-------- Source text --------
Interview with Krista Marks (Toolbox)
An Interview with Krista Marks General Manager, Disney Online Kerpoof Studios
Date: March 3, 2009
Krista Marks: Kerpoof
Lucy Sanders: Hi, this is Lucy Sanders, I'm the CEO of NCWIT, the National Center for Women and Information Technology, and this interview is another in our continuing series called "The Entrepreneurial Toolbox" series, where we talk to successful entrepreneurs about different aspects of starting companies. What type of things do you need to know to be successful in the entrepreneurial world. We've covered topics such as failure, and how you learn from them. And networking, and business competition. Today we're going to talk about a very important thing to know about when you're trying to fund your company. And that would be the National Science Foundation and their SBIR grants. We're excited about this series. With me is W3W3.com Larry Nelson. Welcome Larry.
Larry Nelson: Well thank you, it's a pleasure to be here. Certainly we've admired Krista's works over the years, and this is going to be an exciting interview.
-------- Excerpted data --------
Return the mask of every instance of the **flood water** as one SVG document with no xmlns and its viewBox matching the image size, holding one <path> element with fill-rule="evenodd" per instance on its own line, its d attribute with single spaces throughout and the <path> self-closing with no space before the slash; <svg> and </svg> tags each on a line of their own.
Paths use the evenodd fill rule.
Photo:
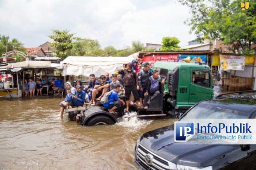
<svg viewBox="0 0 256 170">
<path fill-rule="evenodd" d="M 114 125 L 82 127 L 67 113 L 59 118 L 63 100 L 0 98 L 0 169 L 138 169 L 138 137 L 176 120 L 133 117 Z"/>
</svg>

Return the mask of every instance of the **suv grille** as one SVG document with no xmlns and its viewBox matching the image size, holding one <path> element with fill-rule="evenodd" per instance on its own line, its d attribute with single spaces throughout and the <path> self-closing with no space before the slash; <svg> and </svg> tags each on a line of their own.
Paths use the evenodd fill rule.
<svg viewBox="0 0 256 170">
<path fill-rule="evenodd" d="M 145 155 L 147 154 L 151 154 L 154 157 L 153 162 L 151 165 L 148 165 L 145 161 Z M 146 169 L 168 170 L 169 169 L 169 163 L 174 165 L 149 151 L 140 144 L 136 150 L 136 154 L 140 165 Z"/>
</svg>

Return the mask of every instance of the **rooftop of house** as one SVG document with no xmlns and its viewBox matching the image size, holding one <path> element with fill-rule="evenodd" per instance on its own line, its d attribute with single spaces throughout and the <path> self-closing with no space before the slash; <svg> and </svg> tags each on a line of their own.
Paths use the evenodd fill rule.
<svg viewBox="0 0 256 170">
<path fill-rule="evenodd" d="M 42 50 L 42 48 L 39 47 L 26 47 L 26 51 L 30 55 L 37 55 L 40 51 L 42 51 L 45 55 L 45 53 Z"/>
</svg>

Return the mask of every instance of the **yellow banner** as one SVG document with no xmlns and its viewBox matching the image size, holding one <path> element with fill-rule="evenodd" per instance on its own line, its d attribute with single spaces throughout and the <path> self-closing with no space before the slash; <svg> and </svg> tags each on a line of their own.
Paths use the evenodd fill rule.
<svg viewBox="0 0 256 170">
<path fill-rule="evenodd" d="M 245 55 L 245 65 L 253 64 L 255 62 L 255 57 L 254 56 Z M 221 65 L 219 54 L 214 54 L 212 55 L 212 66 L 219 66 Z"/>
</svg>

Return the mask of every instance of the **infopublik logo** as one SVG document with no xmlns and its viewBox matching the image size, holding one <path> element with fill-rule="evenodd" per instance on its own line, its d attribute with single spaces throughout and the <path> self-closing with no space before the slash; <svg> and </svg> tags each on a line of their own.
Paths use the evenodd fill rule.
<svg viewBox="0 0 256 170">
<path fill-rule="evenodd" d="M 195 135 L 194 122 L 176 121 L 174 128 L 175 142 L 187 141 Z"/>
</svg>

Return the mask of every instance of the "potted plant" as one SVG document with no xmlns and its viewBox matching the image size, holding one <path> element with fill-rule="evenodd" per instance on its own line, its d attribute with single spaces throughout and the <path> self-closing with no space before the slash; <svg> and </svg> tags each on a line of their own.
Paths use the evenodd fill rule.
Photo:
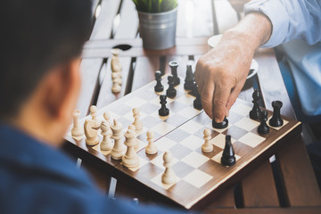
<svg viewBox="0 0 321 214">
<path fill-rule="evenodd" d="M 139 18 L 143 46 L 161 50 L 175 45 L 177 0 L 133 0 Z"/>
</svg>

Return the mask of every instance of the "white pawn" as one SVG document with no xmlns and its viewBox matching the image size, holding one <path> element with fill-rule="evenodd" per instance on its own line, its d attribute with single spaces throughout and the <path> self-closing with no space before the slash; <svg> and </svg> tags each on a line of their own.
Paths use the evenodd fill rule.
--------
Written tasks:
• a. From the interview with Krista Marks, output the part that opens with the words containing "An Interview with" and closes with "Nelson. Welcome Larry.".
• b. For each statement below, say yes or no to whether the interview with Krista Marks agrees with it, and quote the words of the interview that decide it.
(i) The interview is dated March 3, 2009.
(ii) Lucy Sanders is the CEO of NCWIT.
(iii) Networking is the topic of this interview.

Results for each task:
• a.
An Interview with Krista Marks General Manager, Disney Online Kerpoof Studios
Date: March 3, 2009
Krista Marks: Kerpoof
Lucy Sanders: Hi, this is Lucy Sanders, I'm the CEO of NCWIT, the National Center for Women and Information Technology, and this interview is another in our continuing series called "The Entrepreneurial Toolbox" series, where we talk to successful entrepreneurs about different aspects of starting companies. What type of things do you need to know to be successful in the entrepreneurial world. We've covered topics such as failure, and how you learn from them. And networking, and business competition. Today we're going to talk about a very important thing to know about when you're trying to fund your company. And that would be the National Science Foundation and their SBIR grants. We're excited about this series. With me is W3W3.com Larry Nelson. Welcome Larry.

• b.
(i) Yes: "Date: March 3, 2009"
(ii) Yes: "I'm the CEO of NCWIT, the National Center for Women and Information Technology"
(iii) No: "Today we're going to talk about a very important thing to know about when you're trying to fund your company. And that would be the National Science Foundation and their SBIR grants."